→ Point-per-instance localization data
────────────────────────────────────────

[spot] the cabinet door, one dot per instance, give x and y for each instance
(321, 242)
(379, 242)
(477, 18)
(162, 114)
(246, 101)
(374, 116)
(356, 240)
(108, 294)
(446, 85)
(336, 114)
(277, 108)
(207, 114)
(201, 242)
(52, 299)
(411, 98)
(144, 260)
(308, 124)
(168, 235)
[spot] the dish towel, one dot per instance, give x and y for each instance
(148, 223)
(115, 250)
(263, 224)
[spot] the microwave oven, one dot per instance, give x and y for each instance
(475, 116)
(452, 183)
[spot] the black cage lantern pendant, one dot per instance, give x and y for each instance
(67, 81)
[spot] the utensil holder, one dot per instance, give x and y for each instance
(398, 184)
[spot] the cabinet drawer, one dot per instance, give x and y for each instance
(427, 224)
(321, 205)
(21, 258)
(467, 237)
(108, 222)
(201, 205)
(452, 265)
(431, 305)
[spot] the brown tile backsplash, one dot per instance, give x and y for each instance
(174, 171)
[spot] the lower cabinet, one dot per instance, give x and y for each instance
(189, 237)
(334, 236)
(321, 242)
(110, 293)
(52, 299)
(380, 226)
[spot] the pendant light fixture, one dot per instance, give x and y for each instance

────────────────────────────────────────

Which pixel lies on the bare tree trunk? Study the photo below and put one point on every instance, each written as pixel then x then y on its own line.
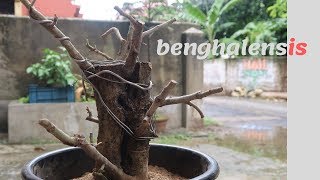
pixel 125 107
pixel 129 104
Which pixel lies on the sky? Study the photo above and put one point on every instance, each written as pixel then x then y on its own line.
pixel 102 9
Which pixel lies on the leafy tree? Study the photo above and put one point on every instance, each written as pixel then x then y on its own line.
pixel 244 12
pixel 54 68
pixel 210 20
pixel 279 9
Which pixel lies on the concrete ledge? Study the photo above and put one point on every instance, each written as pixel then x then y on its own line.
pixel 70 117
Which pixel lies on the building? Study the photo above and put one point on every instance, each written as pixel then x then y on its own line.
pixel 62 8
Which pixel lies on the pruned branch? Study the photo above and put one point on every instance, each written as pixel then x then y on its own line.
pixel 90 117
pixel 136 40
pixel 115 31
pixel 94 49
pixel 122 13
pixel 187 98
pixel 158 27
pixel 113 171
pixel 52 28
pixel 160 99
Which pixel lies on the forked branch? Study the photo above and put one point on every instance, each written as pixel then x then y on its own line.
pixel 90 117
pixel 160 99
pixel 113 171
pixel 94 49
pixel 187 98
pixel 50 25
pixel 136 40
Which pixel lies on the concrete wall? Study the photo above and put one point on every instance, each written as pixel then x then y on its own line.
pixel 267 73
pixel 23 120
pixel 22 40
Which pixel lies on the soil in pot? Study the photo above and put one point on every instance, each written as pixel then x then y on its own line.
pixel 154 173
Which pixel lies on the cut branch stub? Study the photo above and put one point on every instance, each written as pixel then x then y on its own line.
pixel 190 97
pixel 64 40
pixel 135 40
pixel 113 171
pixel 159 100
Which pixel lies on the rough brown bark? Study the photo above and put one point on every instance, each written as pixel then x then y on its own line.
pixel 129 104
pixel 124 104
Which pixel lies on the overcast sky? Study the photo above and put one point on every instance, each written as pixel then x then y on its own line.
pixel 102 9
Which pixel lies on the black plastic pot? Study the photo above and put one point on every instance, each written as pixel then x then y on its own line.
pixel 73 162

────────────────────────────────────────

→ TASK BRIEF
Look above for the line with "[spot] the cabinet door, one"; retype exactly that line, every line after it up to the line with "[spot] the pendant", and that line too, nothing else.

→ ANSWER FOR THE TASK
[spot] the cabinet door, one dot per instance, give x and y for each instance
(321, 242)
(379, 242)
(477, 18)
(162, 114)
(246, 101)
(374, 116)
(356, 240)
(108, 294)
(446, 85)
(336, 114)
(277, 108)
(207, 114)
(201, 242)
(52, 299)
(411, 98)
(144, 260)
(308, 124)
(168, 235)
[spot] the dish towel, one dot per instance, give x and y for each instance
(148, 223)
(115, 250)
(263, 224)
[spot] the microwave oven, one dot per instance, give x and y for each instance
(475, 116)
(452, 183)
[spot] the black cage lantern pendant, one dot per instance, give x and y for each instance
(67, 81)
[spot] the utensil holder, one dot per instance, give x and y for each instance
(398, 184)
[spot] the cabinet drawer, one dot per instance, give x and y for each instance
(427, 224)
(321, 205)
(21, 258)
(467, 237)
(108, 222)
(201, 205)
(452, 265)
(431, 305)
[spot] the brown tile backsplash, one dot per instance, give x and y for each instance
(174, 171)
[spot] the lower cabinet, one dot per instance, give x and y for each instance
(189, 237)
(334, 236)
(321, 242)
(110, 293)
(52, 299)
(380, 226)
[spot] the pendant light fixture, one dot per instance, give x and y for each instance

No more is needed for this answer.